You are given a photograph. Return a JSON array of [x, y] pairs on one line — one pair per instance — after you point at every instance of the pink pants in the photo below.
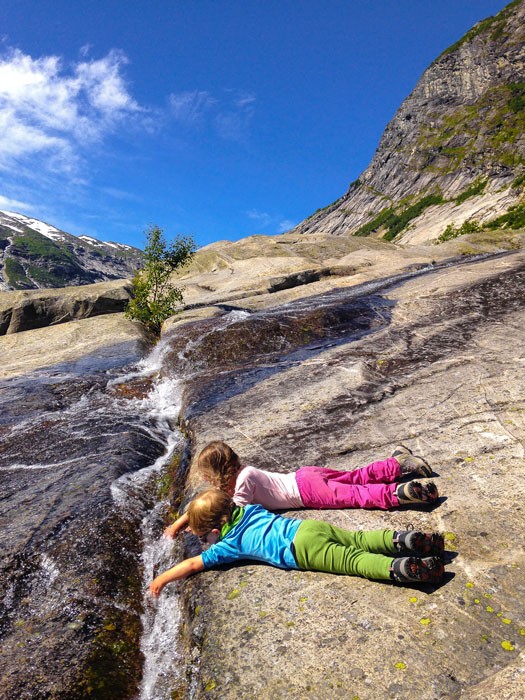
[[369, 487]]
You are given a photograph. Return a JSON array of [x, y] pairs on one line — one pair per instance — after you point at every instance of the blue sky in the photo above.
[[212, 118]]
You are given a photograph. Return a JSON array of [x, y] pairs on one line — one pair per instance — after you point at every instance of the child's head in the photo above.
[[219, 464], [210, 510]]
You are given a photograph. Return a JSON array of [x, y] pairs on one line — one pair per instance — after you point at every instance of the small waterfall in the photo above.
[[160, 619]]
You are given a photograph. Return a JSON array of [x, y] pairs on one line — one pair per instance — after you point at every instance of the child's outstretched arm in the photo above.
[[177, 572], [179, 524]]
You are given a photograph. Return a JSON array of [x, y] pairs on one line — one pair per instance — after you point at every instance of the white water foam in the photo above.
[[160, 619]]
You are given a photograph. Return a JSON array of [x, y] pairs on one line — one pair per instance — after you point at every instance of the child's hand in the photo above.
[[156, 587], [180, 524], [170, 532]]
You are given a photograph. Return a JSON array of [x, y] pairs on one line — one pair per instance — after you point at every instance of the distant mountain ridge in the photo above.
[[455, 149], [34, 254]]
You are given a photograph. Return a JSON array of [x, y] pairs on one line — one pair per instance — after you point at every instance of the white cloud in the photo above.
[[191, 107], [48, 110], [260, 217], [6, 203], [286, 225], [230, 114], [271, 223]]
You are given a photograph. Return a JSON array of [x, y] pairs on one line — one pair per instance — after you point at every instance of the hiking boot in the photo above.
[[419, 544], [409, 463], [416, 570], [416, 492]]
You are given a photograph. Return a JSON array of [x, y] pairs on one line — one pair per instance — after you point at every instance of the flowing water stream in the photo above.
[[81, 450]]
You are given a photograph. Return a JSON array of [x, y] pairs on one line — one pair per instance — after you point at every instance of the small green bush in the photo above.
[[401, 221], [154, 298], [452, 232], [514, 219]]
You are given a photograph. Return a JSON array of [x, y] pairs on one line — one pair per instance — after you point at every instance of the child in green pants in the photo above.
[[252, 532]]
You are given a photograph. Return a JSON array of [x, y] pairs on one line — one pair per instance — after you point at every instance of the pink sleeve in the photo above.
[[244, 487]]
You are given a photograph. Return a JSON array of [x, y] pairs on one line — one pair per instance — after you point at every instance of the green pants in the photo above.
[[323, 547]]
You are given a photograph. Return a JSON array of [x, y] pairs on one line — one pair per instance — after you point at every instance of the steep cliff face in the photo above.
[[454, 149], [35, 255]]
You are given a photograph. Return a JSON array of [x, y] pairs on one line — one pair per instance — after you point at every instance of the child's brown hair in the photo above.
[[218, 464], [210, 510]]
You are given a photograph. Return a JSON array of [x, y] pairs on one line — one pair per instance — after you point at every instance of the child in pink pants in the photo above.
[[373, 486]]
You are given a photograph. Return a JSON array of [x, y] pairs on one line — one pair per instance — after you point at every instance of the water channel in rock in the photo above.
[[82, 447]]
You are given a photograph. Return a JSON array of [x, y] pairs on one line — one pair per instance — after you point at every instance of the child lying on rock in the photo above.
[[251, 532], [372, 486]]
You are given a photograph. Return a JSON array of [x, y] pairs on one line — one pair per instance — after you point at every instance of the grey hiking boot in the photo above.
[[419, 544], [409, 463], [416, 570], [416, 492]]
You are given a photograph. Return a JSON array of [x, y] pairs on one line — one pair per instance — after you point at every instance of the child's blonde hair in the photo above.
[[218, 464], [210, 510]]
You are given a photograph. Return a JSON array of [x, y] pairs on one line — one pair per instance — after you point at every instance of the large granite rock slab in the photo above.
[[433, 360], [27, 310], [101, 341]]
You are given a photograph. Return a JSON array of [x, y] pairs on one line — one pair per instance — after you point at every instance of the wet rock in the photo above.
[[70, 571], [441, 372]]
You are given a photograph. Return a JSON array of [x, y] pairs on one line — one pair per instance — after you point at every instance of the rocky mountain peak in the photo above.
[[34, 254], [456, 141]]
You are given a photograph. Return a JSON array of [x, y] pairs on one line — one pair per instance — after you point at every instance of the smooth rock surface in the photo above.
[[27, 310], [101, 340], [434, 361]]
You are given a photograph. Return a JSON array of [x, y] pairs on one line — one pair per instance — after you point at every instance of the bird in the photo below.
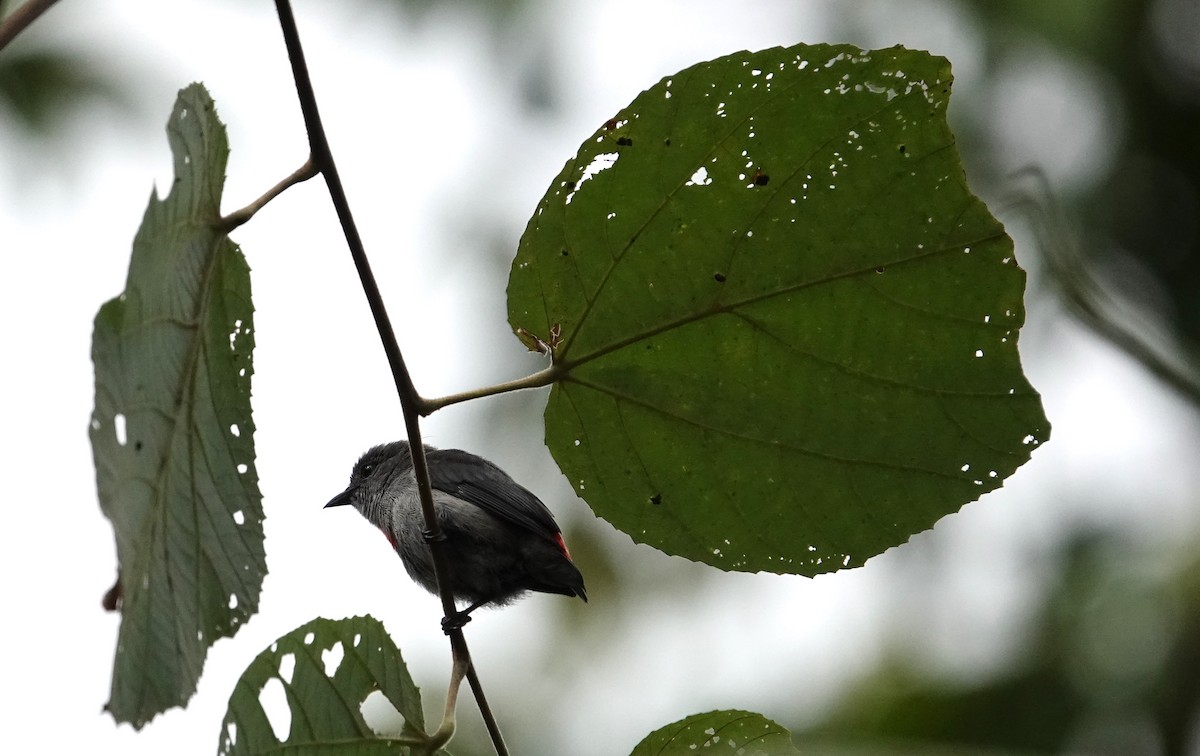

....

■ Task requirements
The entries are to be written out again exactly, though without any images.

■ Expected answer
You are given a photograph. Return a JSON array of [x, y] pairs on one line — one pair per instance — after you point at every instance of the pink pants in the photo below.
[[369, 487]]
You are given a photograph. Return a JSON array of [x, y] pairs on one line — one pair per instance — after you point at every instance of the blue sky in the photo above.
[[212, 118]]
You are given a photograph. Return a JSON array of [x, y] pairs on one line — one pair per instance — after you point at every instance of the child's head in the photo above.
[[219, 464], [210, 510]]
You are given a photograph. Return a JSON array of [x, y] pairs on one line — one pair per instance — after you point at every instance of the small waterfall in the photo above.
[[160, 619]]
You are given a photograph. Return a JSON array of [x, y] pairs on one line — one pair per instance — after you point at every instance of the child's outstretched arm in the photo above.
[[177, 572], [179, 524]]
You are given a photograph. Return a JSON array of [x, y] pairs on one line — one pair per instance — after you point at every instance of the white water foam in the photo above.
[[160, 619]]
You are given a photograph. Return a JSON array of [x, y] pairs on one line — one pair per instance — after you point at every instance of the child's hand in the photo above.
[[156, 587], [180, 524], [170, 532]]
You are given a photograph. Return a JSON array of [x, y] pairs on one line — one pair per instance — after you point at every instance of the distant mountain ridge in the photo above.
[[455, 149], [34, 254]]
You are given a photograph. Return a JSON array of [x, y] pairs on one line — one pair per instance — after you point at every instance of the white cloud in the photo above.
[[191, 107], [48, 110], [260, 217], [6, 203], [286, 225], [230, 114], [271, 223]]
You are given a photograph. Return a JSON array of [x, y] pairs on one line — one pair per instance — after you point at every instance of the hiking boot in the photo above.
[[419, 544], [409, 463], [416, 570], [416, 492]]
You are given a photograph. Return a JSON array of [x, y] pairs on one line — one pair per instance — after you point at every instance of the flowing water stream in the photo above.
[[81, 450]]
You are given a photograph. Return a JSON array of [x, y] pairs on one line — one pair per instance — after you point at every instance of the small green bush in the photo above.
[[401, 221], [154, 298], [452, 232], [514, 219]]
You are given a photograph. Return a JSON array of [x, y] pairs on one line — one pair per instance — after you point at every instance of the child in green pants in the photo above.
[[252, 532]]
You are given a photograph. Return a JSON array of [x, y] pairs on one line — one pair per instance — after you point at every instance of the pink sleeve in the photo above.
[[244, 487]]
You are given a photograph. Return a JSON array of [x, y] pairs on one line — one pair per instance — after you point at every instance of the green pants in the photo above.
[[323, 547]]
You are given a photograph. Return a JSON array of [x, y] pairs on one line — one pair per instance — after you point at every instance of the steep cliff face in the photo above.
[[454, 149], [35, 255]]
You are given a photograph. Return a JSON array of [x, y] pairs on one line — one pair per instance — after you point at every instance of the child's brown hair in the photo above.
[[218, 464], [210, 510]]
You are given a photograph. Return a JSON array of [x, y] pairs on one line — one pair per instance — after you point at every instance of the child in pink pants in the photo above.
[[373, 486]]
You are given a photograph. Return a JSON array of [x, y] pairs on one line — one pair per instance — after you point at every instance of the water channel in rock in the photo above.
[[82, 447]]
You are given a photograph. Return a JSON array of [x, y] pairs on one line — one pair per instance — after you point at every instance of the child lying on rock in the photo above.
[[251, 532], [372, 486]]
You are given a photograph. Return a JSON array of [x, y] pairs on one line — one pair per instance — after you point at every instance of the grey hiking boot in the photo above.
[[419, 544], [409, 463], [416, 570], [416, 492]]
You are given a photograph. Return a JSON array of [x, y] pairs on one line — one pair per instance — after you point at every instance of the child's blonde hair in the photo above.
[[218, 464], [210, 510]]
You are given a photograph. Return a JSON array of [x, y] pairs on one line — one pair per instance — after you point at every instance of the large granite rock slab in the photo above.
[[433, 360], [27, 310], [101, 341]]
You are given a photograph. Return a JSON array of [x, y] pairs on one line — one pair per instance — after you point at every instance of the wet rock in the photo above.
[[70, 571], [441, 372]]
You are given a photograph. Return a JSON array of [x, y] pairs on one line — one pair per instance — after you point at every instance of the rocky mountain peak in the photo above.
[[34, 254], [456, 141]]
You are given a photograph. Return a JSON array of [x, y] pairs on one line — one pair per instance — after you point at every instance of the smooth rock surface in the photo above.
[[27, 310], [101, 340], [434, 361]]
You are given a photograph. Return a JSON array of [x, y] pairs on one line — one pair per instance — after you point at every instance of the bird in the photo below.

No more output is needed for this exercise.